Items from a data source:
============

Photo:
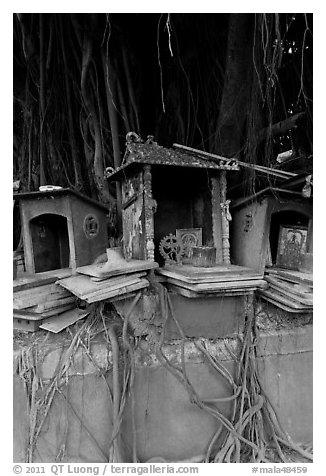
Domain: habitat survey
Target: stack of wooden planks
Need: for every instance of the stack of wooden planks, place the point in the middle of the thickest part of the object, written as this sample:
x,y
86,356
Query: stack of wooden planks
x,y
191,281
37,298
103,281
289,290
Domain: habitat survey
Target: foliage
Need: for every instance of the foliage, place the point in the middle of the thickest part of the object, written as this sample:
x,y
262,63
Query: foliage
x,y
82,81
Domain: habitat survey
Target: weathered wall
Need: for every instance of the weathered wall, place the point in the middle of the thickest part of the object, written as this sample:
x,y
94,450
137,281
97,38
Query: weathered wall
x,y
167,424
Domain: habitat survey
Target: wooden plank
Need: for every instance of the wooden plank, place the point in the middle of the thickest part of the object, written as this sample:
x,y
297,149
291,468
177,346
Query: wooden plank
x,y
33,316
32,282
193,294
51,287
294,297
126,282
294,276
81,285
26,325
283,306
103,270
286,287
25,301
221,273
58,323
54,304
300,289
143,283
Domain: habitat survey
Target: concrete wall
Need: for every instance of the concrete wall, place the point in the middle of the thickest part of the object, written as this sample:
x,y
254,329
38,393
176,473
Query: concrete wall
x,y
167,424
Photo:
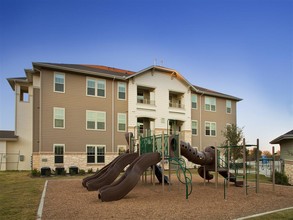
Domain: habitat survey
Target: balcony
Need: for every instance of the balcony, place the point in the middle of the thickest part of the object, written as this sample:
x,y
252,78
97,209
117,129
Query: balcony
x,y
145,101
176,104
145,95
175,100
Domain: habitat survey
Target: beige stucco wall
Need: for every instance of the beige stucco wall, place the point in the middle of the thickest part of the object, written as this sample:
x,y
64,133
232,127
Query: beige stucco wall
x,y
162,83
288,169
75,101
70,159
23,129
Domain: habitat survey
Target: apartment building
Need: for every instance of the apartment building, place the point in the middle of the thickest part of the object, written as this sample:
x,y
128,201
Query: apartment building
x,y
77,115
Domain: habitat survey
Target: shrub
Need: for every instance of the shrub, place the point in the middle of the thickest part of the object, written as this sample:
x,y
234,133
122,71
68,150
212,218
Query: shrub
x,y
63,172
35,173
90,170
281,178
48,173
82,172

============

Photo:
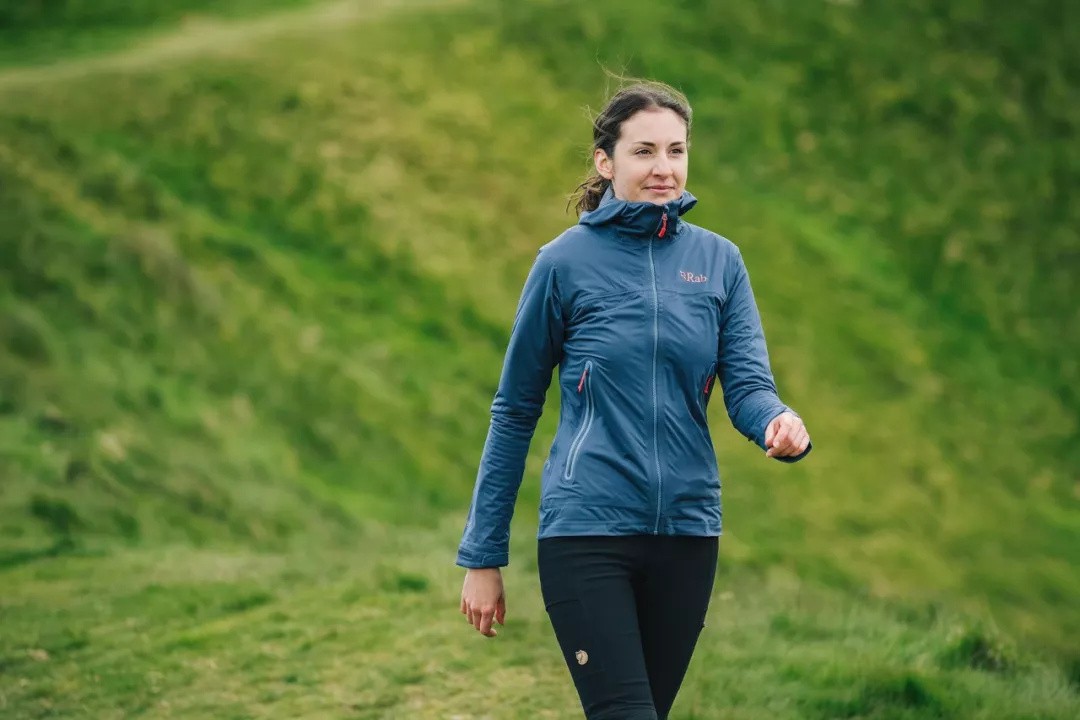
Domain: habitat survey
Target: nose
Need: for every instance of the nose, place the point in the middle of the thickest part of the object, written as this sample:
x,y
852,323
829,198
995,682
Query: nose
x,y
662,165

============

[Activity] Report the lines above that have the word "Target" in them.

[Solution to this problem]
Target: stack of wooden planks
Target: foliage
Target: weathered wall
Target: wooden plank
Target: concrete wall
Target: balcony
Target: beige stucco wall
Target: apartment building
Target: shrub
Target: nose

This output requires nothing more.